Before the lines, retype the drone policy text from "With respect to" through "model unmanned aircraft.", starting at the first and ending at the second.

*Text passage:*

<<<<

With respect to hobbyists who fly model unmanned aircraft for recreational purposes, the NPRM does not propose to change the rules of the road for such hobbyists, so long as their operation of model UAS satisfies all of the criteria applicable to model unmanned aircraft.
Presidential Memorandum: UAS Privacy Framework
In addition to—and presumably in concert with—the FAA’s release of the NPRM, President Obama on the morning of Sunday, February 15, issued a Presidential Memorandum aptly titled “Promoting Economic Competitiveness While Safeguarding Privacy, Civil Rights, and Civil Liberties in Domestic Use of Unmanned Aircraft Systems” (“UAS Privacy Memorandum”) in order to create a framework to begin to address some of the privacy concerns that have been voiced by the American public (and even by a U.S. Supreme Court Justice). (Reports had surfaced months ago suggesting that the UAS Privacy Memorandum was in the works.)
Among other things, the UAS Privacy Memorandum requires federal agencies, “prior to deployment of new UAS technology and at least every 3 years, [to] examine their existing UAS policies and procedures relating to the collection, use, retention, and dissemination of information obtained by UAS, to ensure that privacy, civil rights, and civil liberties are protected. Agencies shall update their policies and procedures, or issue new policies and procedures, as necessary.” In addition, federal agencies must “establish policies and procedures, or confirm that policies and procedures are in place, that provide meaningful oversight of individuals who have access to sensitive information (including any PII [personally identifiable information]) collected using UAS . . . [and] require that State, local, tribal, and territorial government recipients of Federal grant funding for the purchase or use of UAS for their own operations have in place policies and procedures to safeguard individuals’ privacy, civil rights, and civil liberties prior to expending such funds.” These requirements represent a logical and reasonable starting point for ensuring privacy protection at the federal level if and when agencies engage in UAS operations.

>>>>

*Supplied data:*

<<<<

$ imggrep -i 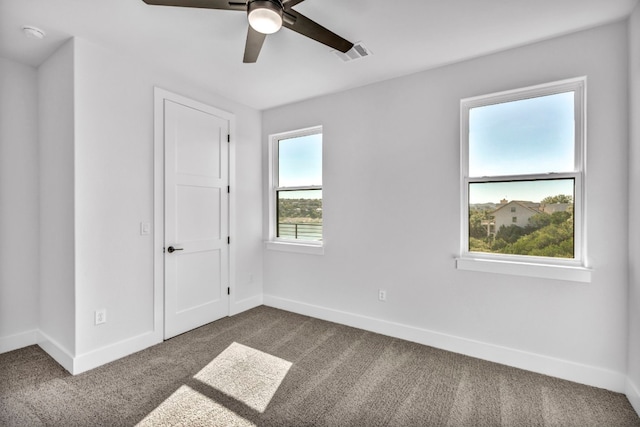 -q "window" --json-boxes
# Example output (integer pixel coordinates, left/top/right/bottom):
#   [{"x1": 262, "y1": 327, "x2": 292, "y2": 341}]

>>>>

*Task output:*
With respect to hobbyists who fly model unmanned aircraft for recreational purposes, the NPRM does not propose to change the rules of the road for such hobbyists, so long as their operation of model UAS satisfies all of the criteria applicable to model unmanned aircraft.